++++ Testo del documento ++++

Repubblica 13.4.16
Quel che ci lega alla Germania
di Angelo Bolaffi
NON
è un retorico luogo comune definire “particolare” la relazione che lega
Italia e Germania. Significa invece andare diritti al cuore del
problema perché proprio questa “particolarità” indica la specificità, il
modo di essere e al tempo stesso la problematicità del rapporto che
lega i due Paesi: storicamente, politicamente, culturalmente. Sulla
natura di questo legame eternamente in bilico tra profonda attrazione e
malevoli sospetti, entusiastica ammirazione e ricorrenti fraintendimenti
è stato detto quasi tutto. Talvolta anche troppo. Tanto che non è
esagerato affermare che quello delle “incomprensioni” tra italiani e
tedeschi è diventato una sorta di “luogo comune dei luoghi comuni”: un
tema antichissimo, quasi una storia infinita. Per questo è più che
lecito il dubbio se su questo tema sia ancora possibile dire qualcosa di
sensato evitando l’ovvietà delle frasi fatte.
Come ha giustamente
osservato lo scrittore Peter Schneider, un autore che da sempre ha
fatto la spola tra Italia e Germania, persino la critica, necessaria e
sacrosanta, degli ostinati pregiudizi che da sempre gravano sulle
relazioni dei due Paesi appare ormai sin troppo rituale e scontata. E
poi, anche se questo può suonare molto poco “politicamente corretto”,
chi ha detto che incomprensioni e pregiudizi rappresentino solo qualcosa
di negativo? E non invece l’espressione, certo parziale e persino
caricaturale, di un modo di relazionarsi all’altro, una via per
conoscerlo? Un collante che lega e fonda il rapporto, una sorta di lente
sfocata che distorce il reale ma proprio per questo esige un
supplemento di inchiesta. Una deformazione che accende però fantasia ed
emozioni e in qualche caso anche risentimenti e reazioni polemiche.
C’è
un detto, continuamente ricordato quando si parla di relazioni
italo-tedesche, secondo il quale i tedeschi amerebbero gli italiani
senza stimarli mentre all’opposto gli italiani stimerebbero i tedeschi
senza amarli. Non so se davvero sia (ancora) così. Ma è certamente vero
che raramente si è amati per le proprie virtù mentre spesso alcuni vizi
accrescono il fascino. Per questo l’approfondimento e lo sviluppo delle
relazioni tra Italia e Germania si fondano certo sul dialogo razionale
ma si nutrono anche dello scontro emotivo procedendo su un percorso
disseminato di dissidi e di inevitabili attriti.

++++ Righe archiviate ++++

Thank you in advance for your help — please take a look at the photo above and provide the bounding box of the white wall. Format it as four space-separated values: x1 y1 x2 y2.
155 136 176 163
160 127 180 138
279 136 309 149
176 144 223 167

++++

Esercizio assegnato 1: Sostituisci "lente" con "specchio" nel passo dell'articolo sui rapporti tra Italia e Germania compreso tra "Come ha giustamente" e "e reazioni polemiche.", estremi inclusi, e riporta il passo così modificato.
Esercizio assegnato 2: Riassumi in due frasi l'articolo sul legame tra Italia e Germania.
Esercizio assegnato 3: Nell'articolo sul legame tra Italia e Germania, che cosa farebbero i tedeschi nei confronti degli italiani secondo il detto citato?

Risultato 1:
Come ha giustamente
osservato lo scrittore Peter Schneider, un autore che da sempre ha
fatto la spola tra Italia e Germania, persino la critica, necessaria e
sacrosanta, degli ostinati pregiudizi che da sempre gravano sulle
relazioni dei due Paesi appare ormai sin troppo rituale e scontata. E
poi, anche se questo può suonare molto poco “politicamente corretto”,
chi ha detto che incomprensioni e pregiudizi rappresentino solo qualcosa
di negativo? E non invece l’espressione, certo parziale e persino
caricaturale, di un modo di relazionarsi all’altro, una via per
conoscerlo? Un collante che lega e fonda il rapporto, una sorta di specchio
sfocata che distorce il reale ma proprio per questo esige un
supplemento di inchiesta. Una deformazione che accende però fantasia ed
emozioni e in qualche caso anche risentimenti e reazioni polemiche.

Risultato 2: Il rapporto tra Italia e Germania è davvero "particolare", in bilico tra attrazione e sospetti, ammirazione e fraintendimenti, tanto che le incomprensioni tra italiani e tedeschi sono diventate una sorta di "luogo comune dei luoghi comuni". Incomprensioni e pregiudizi possono però essere anche un modo di relazionarsi all'altro e di conoscerlo, e le relazioni tra i due Paesi si fondano sul dialogo razionale ma si nutrono anche dello scontro emotivo.

Risultato 3: Li amerebbero senza stimarli.